TEXT SEGMENT:
Changes of water yield resulting from clearcutting are discussed for small catchments of Northern Angara Region in a number of publications [54,55,56,57]. According to these authors, clearcutting has the greatest effect on seasonal water yield structure. Our analysis of annual water yield distribution for the catchments of North Angara region showed that clear cutting large areas resulted in water yield redistribution, as the surface runoff component and, hence, spring-time water yield proportion, increased. This was especially evident where clearcutting covered large areas. For rivers with catchments of 4–5 thousand square kilometers, of which 1% is under fresh clear cuts, springtime runoff increased by 5–7%, with the increase being 10–20% where clear cuts total 40–45% of a catchment area. For small catchments subjected to clearcutting, springtime runoff appeared to account for as much as 70–90% of annual river flow.
We analyzed a large amount of water regime data collected for the rivers of the Angara catchment and developed an equation describing the dependence of water yield on hydro-climatic factors and time since clearcutting for each catchment [58].
A comparison of water yield changes with the dynamics of human-caused disturbance with regard for climatic and weather conditions for some catchments of the Northern Angara region enabled the identification of temporal water yield fluctuations unrelated to precipitation changes [16,57]. For the Karabula, Irkineyeva, and Mura Rivers of Northern Angara regions, we identified an approximate 20-year period, beginning from the early 1960s, when water yield was decreasing at a rate of 0.5–1.3 mm/year.

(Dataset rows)
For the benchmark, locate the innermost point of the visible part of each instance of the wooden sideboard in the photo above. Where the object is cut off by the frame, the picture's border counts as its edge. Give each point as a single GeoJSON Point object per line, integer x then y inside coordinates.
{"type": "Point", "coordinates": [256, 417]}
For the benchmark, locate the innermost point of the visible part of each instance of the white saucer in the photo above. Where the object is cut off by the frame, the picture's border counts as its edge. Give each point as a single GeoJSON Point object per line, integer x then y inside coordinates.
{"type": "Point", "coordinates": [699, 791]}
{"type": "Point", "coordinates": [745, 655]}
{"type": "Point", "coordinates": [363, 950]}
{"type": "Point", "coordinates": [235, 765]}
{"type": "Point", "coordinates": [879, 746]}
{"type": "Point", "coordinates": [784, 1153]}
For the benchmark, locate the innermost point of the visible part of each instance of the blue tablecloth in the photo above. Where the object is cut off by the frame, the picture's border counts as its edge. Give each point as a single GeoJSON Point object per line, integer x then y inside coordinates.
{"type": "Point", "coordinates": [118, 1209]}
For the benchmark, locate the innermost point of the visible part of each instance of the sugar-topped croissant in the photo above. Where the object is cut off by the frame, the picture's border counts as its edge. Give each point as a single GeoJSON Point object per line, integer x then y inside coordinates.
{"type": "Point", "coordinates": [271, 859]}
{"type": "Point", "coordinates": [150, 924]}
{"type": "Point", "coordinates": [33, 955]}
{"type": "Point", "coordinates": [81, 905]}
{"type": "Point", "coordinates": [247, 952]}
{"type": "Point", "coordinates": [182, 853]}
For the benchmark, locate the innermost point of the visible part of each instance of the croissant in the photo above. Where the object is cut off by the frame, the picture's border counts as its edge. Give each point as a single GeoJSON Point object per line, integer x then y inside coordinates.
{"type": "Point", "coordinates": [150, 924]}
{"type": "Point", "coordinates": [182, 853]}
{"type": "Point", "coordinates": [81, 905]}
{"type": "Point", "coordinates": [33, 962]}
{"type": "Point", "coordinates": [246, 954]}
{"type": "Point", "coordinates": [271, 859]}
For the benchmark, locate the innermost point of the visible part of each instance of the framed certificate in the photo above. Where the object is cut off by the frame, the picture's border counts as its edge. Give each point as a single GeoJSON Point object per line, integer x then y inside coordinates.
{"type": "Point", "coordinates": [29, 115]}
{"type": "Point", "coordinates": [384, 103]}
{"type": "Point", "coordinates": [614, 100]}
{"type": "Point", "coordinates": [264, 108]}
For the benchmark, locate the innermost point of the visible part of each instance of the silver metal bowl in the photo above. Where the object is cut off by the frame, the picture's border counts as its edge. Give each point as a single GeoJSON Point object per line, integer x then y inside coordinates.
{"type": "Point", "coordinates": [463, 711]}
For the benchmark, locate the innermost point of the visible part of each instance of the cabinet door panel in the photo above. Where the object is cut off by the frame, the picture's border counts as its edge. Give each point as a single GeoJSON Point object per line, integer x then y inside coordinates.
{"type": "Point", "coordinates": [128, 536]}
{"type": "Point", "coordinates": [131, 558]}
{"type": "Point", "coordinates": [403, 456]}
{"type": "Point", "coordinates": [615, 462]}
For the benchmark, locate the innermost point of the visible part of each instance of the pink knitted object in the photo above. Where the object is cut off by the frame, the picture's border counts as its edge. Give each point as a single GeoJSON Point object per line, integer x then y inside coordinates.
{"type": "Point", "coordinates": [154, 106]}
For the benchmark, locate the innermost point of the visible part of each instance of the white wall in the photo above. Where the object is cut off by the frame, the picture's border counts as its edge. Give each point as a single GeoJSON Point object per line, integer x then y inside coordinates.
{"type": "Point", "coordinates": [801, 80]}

WORK TO COMPLETE:
1. Answer these questions using the passage on clearcutting and water yield in the Northern Angara region.
(a) For rivers with catchments of 4–5 thousand square kilometers, by how much did springtime runoff increase where clear cuts totaled 40–45% of the catchment area?
(b) In small catchments subjected to clearcutting, what share of annual river flow could springtime runoff account for?
(c) At what rate was water yield decreasing for the Karabula, Irkineyeva, and Mura Rivers during the roughly 20-year period beginning in the early 1960s?
2. Proceed with the passage on clearcutting and water yield in the Northern Angara region, starting after its final sentence.

RESPONSES IN ORDER:
1.
(a) 10–20%
(b) As much as 70–90%
(c) 0.5–1.3 mm/year

2.
In a number of regions, the evaporation of snow moisture was of great importance in the structure of the water balance. In this regard, it should be noted that the intensity of evaporation of snow increased with increasing wind speed, especially at low air temperatures, when dry and small snow rises into the air and the area of the evaporating surface increases by a factor of 10–100-fold.
Many researchers [59,60,61,62,63] pay attention to effect of the specific climatic conditions on the evaporation of snow moisture, especially during blizzards. It is known that in open areas, with increasing size, the wind speed increases and, accordingly, the intensity of evaporation of snow increases [64]. This, in our opinion, is the main reason for the decrease of river runoff with the increase in the area of fresh cuttings, which activated the wind activity, and winter evaporation increased.
Over the first two decades following the start of clearcutting the forests of Angara region, river flow decreased by about 10–20 mm due to human-caused vegetation disturbances. For all the rivers studied, except the Karabula River, whose catchment was 45% fresh-cut in the second half of the 20th century, we identified the time point when water yield started to increase. These were 1975, for Taseyeva, 1984 for Irkineyeva and Mura, and 1986 for Chadobets. These time points agreed fairly well with when young stands began to extend in the 1950–1960s clear cuts. Post-clearcutting young deciduous and mixed conifer/deciduous stands accumulated much snow and no snowstorms, which are frequent on large open sites and enhance snow evaporation. This was confirmed by the increasing contribution of solid precipitation to water yield (the Taseyeva, Chadobets, and Irkineyeva Rivers). An estimated increase in water yield with increasing snow accumulation in post-clearcutting young stands occurred at 1.5–3.0 mm/year. During the past 20 years since deciduous young stands began to occur on clear cuts, mean annual water yield increased by 20–40 mm as compared to before clearcutting.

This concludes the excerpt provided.